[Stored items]
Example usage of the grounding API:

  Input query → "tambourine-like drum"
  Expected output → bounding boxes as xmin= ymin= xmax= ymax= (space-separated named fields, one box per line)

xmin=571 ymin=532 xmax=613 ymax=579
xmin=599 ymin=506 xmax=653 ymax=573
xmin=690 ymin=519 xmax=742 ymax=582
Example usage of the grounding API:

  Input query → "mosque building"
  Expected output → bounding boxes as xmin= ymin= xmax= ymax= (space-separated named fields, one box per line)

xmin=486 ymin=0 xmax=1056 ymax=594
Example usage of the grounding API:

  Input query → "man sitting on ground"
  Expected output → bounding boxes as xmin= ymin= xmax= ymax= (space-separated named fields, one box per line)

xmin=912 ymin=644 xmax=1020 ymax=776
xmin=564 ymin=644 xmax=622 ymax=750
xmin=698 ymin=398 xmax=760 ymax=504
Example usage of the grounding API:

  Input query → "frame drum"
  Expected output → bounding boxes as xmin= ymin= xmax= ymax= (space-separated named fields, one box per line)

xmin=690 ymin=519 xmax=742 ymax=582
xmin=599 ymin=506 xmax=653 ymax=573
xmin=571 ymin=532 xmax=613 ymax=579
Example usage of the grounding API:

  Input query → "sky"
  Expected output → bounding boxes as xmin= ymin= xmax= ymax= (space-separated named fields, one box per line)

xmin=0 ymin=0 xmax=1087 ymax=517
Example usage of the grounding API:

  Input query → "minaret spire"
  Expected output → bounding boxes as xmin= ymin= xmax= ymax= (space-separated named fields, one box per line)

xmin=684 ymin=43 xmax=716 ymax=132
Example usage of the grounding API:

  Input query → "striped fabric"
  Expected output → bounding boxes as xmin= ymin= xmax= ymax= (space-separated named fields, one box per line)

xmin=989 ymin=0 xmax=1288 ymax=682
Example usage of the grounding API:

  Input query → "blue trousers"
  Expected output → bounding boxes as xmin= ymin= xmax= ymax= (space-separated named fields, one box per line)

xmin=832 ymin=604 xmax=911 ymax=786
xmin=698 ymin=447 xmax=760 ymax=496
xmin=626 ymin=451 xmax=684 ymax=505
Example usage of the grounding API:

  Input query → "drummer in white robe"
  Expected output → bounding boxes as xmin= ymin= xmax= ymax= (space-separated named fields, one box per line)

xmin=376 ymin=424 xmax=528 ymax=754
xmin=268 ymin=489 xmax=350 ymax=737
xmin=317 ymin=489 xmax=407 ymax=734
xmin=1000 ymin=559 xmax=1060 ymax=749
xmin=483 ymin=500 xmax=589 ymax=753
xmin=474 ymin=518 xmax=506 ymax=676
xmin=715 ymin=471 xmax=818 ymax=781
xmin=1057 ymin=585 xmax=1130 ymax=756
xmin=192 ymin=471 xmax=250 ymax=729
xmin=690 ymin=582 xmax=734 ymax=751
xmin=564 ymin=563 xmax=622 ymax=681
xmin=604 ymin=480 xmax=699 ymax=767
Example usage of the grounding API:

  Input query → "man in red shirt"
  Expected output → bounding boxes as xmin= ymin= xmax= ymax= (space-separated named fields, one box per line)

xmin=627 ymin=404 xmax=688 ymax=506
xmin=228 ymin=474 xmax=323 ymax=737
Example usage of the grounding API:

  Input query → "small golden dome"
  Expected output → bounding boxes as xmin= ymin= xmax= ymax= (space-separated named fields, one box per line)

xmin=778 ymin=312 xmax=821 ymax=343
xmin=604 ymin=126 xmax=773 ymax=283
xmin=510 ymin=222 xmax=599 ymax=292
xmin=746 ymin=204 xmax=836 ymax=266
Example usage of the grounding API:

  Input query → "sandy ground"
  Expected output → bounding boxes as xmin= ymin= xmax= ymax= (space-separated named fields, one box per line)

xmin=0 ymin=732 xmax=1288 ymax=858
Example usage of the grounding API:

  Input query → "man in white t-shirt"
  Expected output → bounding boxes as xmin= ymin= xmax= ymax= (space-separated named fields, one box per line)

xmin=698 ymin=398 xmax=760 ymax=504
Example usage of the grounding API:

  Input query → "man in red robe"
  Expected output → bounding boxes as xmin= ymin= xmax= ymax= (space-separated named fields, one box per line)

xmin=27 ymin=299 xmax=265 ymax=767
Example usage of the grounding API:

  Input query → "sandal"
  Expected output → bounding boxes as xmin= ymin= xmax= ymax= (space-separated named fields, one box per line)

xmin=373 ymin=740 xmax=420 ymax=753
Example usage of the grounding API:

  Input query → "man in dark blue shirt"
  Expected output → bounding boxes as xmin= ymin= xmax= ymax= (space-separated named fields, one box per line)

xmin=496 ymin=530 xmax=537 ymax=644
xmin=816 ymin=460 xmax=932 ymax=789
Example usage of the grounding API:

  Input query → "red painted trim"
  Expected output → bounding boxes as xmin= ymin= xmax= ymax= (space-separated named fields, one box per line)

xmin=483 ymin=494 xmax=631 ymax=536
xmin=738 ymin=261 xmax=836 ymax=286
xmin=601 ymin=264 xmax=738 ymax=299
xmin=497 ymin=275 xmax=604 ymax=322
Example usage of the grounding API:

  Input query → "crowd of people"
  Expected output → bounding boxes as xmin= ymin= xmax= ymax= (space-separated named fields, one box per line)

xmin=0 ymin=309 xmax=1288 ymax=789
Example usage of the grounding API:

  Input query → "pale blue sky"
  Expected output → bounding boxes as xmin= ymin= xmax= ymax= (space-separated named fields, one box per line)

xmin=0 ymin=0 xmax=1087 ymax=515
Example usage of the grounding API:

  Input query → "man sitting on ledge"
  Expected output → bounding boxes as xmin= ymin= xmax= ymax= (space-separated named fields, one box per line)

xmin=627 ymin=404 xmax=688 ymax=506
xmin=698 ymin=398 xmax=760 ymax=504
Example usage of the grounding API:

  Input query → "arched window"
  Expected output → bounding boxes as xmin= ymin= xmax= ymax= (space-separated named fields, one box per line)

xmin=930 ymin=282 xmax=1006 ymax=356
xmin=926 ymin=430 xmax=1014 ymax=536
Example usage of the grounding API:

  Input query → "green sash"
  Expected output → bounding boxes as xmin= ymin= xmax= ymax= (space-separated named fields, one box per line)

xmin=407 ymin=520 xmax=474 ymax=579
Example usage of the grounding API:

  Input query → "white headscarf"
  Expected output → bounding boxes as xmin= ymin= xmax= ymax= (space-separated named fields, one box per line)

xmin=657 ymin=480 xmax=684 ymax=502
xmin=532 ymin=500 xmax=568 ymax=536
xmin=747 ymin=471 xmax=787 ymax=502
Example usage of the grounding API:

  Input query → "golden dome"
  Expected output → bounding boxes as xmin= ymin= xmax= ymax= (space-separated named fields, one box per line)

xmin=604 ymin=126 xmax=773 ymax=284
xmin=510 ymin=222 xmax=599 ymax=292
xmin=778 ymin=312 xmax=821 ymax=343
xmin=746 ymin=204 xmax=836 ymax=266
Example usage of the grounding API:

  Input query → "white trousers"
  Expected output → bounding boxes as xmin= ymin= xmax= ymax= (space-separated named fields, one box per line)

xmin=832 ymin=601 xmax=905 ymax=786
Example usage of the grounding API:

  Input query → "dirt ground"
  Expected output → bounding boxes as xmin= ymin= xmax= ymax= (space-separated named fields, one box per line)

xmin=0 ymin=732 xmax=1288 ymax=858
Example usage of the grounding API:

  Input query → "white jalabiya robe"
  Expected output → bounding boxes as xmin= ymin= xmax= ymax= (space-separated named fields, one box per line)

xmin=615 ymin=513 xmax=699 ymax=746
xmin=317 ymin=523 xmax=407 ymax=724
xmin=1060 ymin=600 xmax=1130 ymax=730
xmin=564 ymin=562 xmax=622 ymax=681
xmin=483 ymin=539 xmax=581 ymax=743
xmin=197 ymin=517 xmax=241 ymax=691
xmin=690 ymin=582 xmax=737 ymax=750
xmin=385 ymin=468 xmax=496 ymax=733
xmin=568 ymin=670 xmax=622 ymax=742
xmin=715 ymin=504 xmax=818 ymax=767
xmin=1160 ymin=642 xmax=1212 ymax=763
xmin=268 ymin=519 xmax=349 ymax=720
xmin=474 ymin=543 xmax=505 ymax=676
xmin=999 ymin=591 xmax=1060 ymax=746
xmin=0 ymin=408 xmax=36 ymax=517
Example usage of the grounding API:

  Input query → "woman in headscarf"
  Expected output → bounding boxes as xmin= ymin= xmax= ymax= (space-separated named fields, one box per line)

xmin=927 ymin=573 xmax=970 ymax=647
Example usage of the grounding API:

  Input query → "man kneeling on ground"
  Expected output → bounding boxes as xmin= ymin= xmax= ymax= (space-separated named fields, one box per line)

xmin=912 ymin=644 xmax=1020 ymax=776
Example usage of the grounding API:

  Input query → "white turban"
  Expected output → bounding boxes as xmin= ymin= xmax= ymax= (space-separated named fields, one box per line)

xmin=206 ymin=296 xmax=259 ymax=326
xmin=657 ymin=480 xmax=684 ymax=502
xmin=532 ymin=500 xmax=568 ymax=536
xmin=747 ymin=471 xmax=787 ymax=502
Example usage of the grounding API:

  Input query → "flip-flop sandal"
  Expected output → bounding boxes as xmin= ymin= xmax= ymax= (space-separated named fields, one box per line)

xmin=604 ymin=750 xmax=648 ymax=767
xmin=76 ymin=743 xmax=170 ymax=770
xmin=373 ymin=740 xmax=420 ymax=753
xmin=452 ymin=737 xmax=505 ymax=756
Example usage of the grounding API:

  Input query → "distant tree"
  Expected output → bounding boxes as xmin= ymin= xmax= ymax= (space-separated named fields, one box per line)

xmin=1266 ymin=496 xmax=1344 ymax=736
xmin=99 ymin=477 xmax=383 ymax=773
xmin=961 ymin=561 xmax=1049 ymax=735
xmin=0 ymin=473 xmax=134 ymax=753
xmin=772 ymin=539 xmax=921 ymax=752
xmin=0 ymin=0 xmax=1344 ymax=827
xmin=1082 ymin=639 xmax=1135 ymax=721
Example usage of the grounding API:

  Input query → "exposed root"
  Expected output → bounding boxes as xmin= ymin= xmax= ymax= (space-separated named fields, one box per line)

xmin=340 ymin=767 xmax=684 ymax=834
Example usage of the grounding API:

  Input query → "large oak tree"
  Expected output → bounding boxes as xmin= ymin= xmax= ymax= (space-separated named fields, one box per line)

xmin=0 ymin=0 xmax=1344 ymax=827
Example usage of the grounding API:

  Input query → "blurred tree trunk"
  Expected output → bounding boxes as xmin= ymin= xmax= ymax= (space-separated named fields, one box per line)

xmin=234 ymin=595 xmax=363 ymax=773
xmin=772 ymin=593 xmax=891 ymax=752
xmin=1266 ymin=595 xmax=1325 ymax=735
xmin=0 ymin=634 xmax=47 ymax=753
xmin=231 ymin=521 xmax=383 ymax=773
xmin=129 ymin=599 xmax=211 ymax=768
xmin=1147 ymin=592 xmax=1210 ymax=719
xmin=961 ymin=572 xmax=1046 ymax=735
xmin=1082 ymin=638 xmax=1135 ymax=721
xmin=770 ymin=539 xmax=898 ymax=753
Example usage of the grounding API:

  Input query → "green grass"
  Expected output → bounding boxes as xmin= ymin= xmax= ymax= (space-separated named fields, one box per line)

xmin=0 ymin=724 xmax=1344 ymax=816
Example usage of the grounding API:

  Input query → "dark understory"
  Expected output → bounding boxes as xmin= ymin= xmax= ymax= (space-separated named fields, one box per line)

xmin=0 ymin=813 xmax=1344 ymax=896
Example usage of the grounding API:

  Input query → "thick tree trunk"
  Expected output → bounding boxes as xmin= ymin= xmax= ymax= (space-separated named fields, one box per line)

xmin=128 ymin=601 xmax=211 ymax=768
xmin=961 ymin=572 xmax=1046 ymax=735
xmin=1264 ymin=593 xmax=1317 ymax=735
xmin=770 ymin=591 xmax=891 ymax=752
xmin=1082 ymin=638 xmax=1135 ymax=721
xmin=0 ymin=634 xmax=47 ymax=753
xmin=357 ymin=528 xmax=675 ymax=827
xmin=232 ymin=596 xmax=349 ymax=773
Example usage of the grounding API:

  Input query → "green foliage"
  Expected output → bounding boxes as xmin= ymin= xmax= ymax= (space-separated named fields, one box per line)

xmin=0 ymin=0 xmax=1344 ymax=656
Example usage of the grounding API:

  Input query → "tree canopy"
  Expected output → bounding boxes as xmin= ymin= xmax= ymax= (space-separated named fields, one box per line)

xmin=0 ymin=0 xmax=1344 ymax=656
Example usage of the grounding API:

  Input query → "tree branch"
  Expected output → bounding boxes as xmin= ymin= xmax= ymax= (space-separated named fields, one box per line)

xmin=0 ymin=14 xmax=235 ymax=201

__EXERCISE DIRECTIONS__
Scale the bounding-box coordinates by 2.3, starting with the first line of the records and going through the line containing "xmin=626 ymin=451 xmax=684 ymax=505", both ends included. Round each result to a whole number with halves rounded up, and reproduce every line of that span, requests included, changing only the coordinate values.

__RIGHT ANSWER__
Example usage of the grounding API:

  Input query → "tambourine-like drum"
  Expected output → bounding boxes as xmin= ymin= xmax= ymax= (space-separated named fields, one box per line)

xmin=1313 ymin=1224 xmax=1410 ymax=1332
xmin=1378 ymin=1164 xmax=1502 ymax=1318
xmin=1587 ymin=1194 xmax=1707 ymax=1339
Example usage of the grounding API:

  Input query → "mosque building"
  Expected output → bounding boxes as xmin= ymin= xmax= ymax= (space-separated named fields, one box per line)

xmin=1118 ymin=0 xmax=2429 ymax=1366
Example usage of the grounding API:

  Input query → "man sitting on ground"
  Expected output → bounding boxes as xmin= ymin= xmax= ymax= (space-separated named fields, one box per line)

xmin=2098 ymin=1481 xmax=2346 ymax=1785
xmin=1297 ymin=1481 xmax=1431 ymax=1725
xmin=1605 ymin=915 xmax=1748 ymax=1159
Example usage of the grounding API:

  Input query → "frame drum"
  Expected output → bounding boxes as xmin= ymin= xmax= ymax= (space-separated named fields, one box per line)

xmin=1587 ymin=1194 xmax=1707 ymax=1339
xmin=1378 ymin=1164 xmax=1502 ymax=1318
xmin=1313 ymin=1224 xmax=1410 ymax=1332
Example usage of the grounding API:

  Input query → "sky"
  Expected output → bounding boxes as xmin= ymin= xmax= ymax= (space-separated named fields, one box per line)

xmin=0 ymin=0 xmax=2500 ymax=1189
Example usage of the grounding API:

  Input query → "minaret spire"
  Expected output → bounding boxes as xmin= ymin= xmax= ymax= (space-separated named fields, one box per line)

xmin=1573 ymin=99 xmax=1647 ymax=304
Example usage of the grounding API:

  Input query → "striped fabric"
  Expected output → bounding boxes as xmin= ymin= xmax= ymax= (space-separated named fields, one box per line)

xmin=2275 ymin=0 xmax=2962 ymax=1569
Example usage of the grounding API:

  Input query → "blue trousers"
  Expected output → bounding boxes as xmin= ymin= xmax= ymax= (space-separated named fields, one box per line)

xmin=1914 ymin=1389 xmax=2095 ymax=1808
xmin=1605 ymin=1028 xmax=1748 ymax=1141
xmin=1440 ymin=1037 xmax=1573 ymax=1162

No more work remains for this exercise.